--- Begin Exercise inputs ---

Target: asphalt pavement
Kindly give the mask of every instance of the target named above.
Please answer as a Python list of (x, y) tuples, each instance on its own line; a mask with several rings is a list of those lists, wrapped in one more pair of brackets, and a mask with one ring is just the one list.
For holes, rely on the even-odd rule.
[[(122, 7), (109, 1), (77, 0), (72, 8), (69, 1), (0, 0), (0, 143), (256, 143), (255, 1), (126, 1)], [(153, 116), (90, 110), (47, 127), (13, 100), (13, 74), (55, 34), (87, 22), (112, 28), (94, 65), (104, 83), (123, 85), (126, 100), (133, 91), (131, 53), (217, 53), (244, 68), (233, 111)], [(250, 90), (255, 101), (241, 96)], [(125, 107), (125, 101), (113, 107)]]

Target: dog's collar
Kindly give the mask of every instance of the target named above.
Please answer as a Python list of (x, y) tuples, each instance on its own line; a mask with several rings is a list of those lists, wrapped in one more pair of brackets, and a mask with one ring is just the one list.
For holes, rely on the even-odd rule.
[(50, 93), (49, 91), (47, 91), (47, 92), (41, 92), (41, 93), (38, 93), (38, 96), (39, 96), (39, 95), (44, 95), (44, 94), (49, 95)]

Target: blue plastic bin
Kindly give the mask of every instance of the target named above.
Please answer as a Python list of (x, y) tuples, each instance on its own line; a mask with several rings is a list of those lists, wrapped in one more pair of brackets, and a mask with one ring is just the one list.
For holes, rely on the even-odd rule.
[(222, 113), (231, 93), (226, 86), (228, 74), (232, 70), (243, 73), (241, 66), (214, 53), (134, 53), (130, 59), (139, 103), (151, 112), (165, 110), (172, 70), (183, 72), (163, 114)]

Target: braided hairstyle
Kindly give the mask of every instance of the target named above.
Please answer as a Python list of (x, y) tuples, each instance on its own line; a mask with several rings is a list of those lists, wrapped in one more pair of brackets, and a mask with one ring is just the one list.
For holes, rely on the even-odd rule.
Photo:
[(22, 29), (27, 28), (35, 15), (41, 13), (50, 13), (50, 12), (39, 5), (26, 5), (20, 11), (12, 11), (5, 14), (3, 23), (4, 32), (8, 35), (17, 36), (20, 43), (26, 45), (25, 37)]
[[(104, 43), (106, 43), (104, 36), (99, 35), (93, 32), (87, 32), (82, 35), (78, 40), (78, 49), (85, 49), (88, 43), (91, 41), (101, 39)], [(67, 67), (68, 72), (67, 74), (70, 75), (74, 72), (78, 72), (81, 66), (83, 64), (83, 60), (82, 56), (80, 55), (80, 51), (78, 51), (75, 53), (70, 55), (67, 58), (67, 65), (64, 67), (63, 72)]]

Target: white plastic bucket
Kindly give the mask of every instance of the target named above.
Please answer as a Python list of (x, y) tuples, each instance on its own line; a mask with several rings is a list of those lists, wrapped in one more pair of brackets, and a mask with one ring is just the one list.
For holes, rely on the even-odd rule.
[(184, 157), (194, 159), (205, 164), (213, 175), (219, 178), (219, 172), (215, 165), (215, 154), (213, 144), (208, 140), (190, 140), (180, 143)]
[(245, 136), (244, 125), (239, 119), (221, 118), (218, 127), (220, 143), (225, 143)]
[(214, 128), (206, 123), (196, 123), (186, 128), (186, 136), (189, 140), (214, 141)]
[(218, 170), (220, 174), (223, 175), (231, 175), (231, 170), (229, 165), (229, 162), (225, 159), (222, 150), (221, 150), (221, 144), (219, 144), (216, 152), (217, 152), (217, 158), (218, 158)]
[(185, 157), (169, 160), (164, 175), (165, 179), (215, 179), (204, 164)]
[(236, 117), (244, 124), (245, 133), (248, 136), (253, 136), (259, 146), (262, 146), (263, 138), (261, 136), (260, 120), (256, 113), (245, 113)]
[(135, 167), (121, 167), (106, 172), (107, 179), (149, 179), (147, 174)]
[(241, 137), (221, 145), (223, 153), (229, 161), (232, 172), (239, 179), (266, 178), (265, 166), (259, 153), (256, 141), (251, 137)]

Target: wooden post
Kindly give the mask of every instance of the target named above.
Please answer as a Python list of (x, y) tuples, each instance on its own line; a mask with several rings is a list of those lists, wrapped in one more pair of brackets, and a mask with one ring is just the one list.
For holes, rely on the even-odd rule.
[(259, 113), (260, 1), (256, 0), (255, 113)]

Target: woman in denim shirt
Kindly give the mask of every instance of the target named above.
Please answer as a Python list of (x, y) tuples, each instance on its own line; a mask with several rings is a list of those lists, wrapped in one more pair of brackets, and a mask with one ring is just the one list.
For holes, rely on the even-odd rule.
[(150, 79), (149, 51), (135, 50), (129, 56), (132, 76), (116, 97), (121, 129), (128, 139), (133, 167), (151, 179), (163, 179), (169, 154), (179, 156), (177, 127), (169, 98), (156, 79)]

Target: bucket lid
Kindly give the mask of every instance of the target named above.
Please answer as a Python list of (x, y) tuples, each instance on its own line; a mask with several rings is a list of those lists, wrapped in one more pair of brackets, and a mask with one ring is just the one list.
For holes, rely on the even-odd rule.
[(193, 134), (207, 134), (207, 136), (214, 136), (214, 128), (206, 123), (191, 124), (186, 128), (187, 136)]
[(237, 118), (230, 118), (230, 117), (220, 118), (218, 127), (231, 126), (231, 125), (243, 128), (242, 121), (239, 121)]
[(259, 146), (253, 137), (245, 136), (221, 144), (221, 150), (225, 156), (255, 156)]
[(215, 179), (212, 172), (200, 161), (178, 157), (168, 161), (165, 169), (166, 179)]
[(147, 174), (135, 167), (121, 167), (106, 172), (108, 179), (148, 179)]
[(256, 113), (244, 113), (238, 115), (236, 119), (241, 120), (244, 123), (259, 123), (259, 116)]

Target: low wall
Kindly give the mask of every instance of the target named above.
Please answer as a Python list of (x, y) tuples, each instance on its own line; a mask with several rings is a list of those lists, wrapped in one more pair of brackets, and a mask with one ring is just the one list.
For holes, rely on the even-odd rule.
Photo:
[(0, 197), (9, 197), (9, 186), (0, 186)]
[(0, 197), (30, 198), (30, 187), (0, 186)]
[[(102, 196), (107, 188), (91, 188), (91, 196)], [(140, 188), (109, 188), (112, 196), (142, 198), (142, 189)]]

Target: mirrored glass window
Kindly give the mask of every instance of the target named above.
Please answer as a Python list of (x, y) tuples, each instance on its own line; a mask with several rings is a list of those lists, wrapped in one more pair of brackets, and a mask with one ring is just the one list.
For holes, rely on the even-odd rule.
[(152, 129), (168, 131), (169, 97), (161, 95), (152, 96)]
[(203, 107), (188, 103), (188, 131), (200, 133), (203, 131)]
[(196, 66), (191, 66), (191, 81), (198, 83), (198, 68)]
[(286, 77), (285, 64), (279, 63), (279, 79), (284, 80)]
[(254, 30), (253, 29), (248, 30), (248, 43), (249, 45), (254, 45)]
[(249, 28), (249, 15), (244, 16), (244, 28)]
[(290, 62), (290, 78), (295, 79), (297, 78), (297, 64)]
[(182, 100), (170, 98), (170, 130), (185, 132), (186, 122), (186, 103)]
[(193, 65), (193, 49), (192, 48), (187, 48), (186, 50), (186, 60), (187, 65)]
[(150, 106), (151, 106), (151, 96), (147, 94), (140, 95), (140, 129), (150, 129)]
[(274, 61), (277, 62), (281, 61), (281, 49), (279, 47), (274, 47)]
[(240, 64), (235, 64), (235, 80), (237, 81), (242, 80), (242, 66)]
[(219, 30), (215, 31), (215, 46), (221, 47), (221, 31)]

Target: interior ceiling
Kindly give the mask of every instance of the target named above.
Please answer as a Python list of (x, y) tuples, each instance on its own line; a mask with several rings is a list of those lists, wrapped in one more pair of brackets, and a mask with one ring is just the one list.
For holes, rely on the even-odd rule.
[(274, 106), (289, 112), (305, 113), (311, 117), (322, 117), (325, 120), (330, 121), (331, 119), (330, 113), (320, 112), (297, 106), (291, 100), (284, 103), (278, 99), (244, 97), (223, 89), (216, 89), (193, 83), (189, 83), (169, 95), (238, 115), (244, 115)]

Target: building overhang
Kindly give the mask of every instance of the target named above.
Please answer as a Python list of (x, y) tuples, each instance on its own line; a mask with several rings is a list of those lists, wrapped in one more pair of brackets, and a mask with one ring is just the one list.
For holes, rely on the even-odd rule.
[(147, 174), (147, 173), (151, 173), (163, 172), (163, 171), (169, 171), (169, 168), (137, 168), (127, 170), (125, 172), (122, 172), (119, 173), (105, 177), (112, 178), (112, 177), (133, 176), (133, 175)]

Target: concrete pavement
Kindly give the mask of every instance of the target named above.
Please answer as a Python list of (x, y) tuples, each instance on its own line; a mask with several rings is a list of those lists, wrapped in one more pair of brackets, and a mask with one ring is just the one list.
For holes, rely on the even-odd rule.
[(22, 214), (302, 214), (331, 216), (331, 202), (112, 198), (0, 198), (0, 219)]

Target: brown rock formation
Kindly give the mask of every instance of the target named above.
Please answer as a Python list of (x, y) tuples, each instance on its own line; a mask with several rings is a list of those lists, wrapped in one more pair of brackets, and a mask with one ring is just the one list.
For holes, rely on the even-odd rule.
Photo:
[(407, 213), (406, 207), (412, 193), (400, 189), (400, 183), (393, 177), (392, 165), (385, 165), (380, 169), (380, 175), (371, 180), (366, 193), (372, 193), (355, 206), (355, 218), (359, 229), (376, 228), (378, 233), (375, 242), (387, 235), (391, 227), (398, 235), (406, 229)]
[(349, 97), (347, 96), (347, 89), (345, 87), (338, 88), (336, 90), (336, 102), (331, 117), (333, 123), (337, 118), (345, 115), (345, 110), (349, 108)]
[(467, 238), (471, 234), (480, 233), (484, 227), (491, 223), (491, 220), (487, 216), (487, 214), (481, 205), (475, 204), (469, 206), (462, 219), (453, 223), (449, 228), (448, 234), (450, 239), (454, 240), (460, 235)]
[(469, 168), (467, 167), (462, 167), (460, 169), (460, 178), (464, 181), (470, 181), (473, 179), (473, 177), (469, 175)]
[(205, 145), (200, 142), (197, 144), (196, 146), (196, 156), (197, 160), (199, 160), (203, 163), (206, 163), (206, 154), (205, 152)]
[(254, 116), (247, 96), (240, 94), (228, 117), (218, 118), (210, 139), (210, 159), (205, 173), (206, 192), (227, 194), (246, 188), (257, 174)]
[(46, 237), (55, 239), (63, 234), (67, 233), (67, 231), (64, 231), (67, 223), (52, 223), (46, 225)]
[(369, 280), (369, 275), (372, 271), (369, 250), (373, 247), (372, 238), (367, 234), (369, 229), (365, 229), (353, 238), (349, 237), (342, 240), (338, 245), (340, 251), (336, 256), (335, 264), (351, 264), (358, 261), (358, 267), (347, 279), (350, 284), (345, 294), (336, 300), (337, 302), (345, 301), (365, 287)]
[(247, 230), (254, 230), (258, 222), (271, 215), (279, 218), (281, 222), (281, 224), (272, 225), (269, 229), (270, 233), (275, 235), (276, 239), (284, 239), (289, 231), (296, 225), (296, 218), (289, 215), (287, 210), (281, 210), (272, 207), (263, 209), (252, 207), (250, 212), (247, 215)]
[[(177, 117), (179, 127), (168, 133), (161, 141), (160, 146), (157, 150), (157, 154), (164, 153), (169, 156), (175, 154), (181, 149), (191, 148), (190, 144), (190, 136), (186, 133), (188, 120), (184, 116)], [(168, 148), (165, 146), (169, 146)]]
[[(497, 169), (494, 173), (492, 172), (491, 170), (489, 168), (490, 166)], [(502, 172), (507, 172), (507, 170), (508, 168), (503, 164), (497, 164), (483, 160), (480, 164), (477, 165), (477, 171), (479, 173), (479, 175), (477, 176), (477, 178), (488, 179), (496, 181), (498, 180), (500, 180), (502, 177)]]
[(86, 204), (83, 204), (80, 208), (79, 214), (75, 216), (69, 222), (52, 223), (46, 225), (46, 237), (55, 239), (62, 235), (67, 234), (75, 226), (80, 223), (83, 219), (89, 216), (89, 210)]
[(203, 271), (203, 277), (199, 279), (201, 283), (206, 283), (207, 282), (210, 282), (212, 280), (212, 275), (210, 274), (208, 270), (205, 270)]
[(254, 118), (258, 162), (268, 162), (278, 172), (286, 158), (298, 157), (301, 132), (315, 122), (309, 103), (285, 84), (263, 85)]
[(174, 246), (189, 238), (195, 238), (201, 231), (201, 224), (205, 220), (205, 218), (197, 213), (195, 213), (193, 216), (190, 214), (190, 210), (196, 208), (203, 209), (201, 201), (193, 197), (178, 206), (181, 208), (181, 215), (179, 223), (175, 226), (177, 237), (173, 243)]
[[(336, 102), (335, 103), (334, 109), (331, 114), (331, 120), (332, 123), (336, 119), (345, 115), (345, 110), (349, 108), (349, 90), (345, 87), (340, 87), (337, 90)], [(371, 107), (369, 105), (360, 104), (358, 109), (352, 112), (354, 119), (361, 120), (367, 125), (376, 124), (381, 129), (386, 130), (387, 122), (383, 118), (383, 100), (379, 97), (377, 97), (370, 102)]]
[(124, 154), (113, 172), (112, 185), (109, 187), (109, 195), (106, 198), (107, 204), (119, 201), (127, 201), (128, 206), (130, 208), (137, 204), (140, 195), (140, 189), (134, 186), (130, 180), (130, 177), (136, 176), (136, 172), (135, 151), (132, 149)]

--- End Exercise inputs ---

§ Work instructions
Copy out, word for word, everything in the rows above from the line containing "Target: blue plastic bin" down to the line containing "67), (63, 72)]]", including both of those lines.

§ Result
Target: blue plastic bin
Kindly give the mask of every instance of the target named above.
Please answer as a Python list of (x, y) tuples, each instance on its own line; a mask with several rings is a list of those lists, wrapped in one more pair of brackets, and a mask with one ring is just the one list.
For holes, rely on the even-odd rule.
[(222, 113), (231, 93), (226, 86), (228, 74), (232, 70), (243, 73), (241, 66), (214, 53), (134, 53), (130, 59), (139, 103), (151, 112), (165, 110), (172, 70), (183, 72), (163, 114)]

Target: braided hairstyle
Kindly give the mask of every instance of the target named above.
Please answer as a Python list of (x, y) tuples, each instance on its own line; a mask with several rings is a list of those lists, wrapped in one more pair of brackets, and a mask with one ring is just the one list.
For holes, rely on the even-odd rule.
Photo:
[(22, 29), (27, 28), (35, 15), (41, 13), (50, 13), (50, 12), (39, 5), (26, 5), (20, 11), (12, 11), (5, 14), (3, 23), (4, 32), (8, 35), (17, 36), (20, 43), (26, 45), (25, 37)]
[[(104, 43), (106, 43), (104, 36), (99, 35), (93, 32), (87, 32), (82, 35), (78, 40), (78, 49), (85, 49), (88, 43), (91, 41), (101, 39)], [(67, 67), (68, 72), (67, 74), (70, 75), (74, 72), (78, 72), (81, 66), (83, 64), (83, 60), (82, 56), (80, 55), (80, 51), (78, 51), (75, 53), (70, 55), (67, 58), (67, 65), (64, 67), (63, 72)]]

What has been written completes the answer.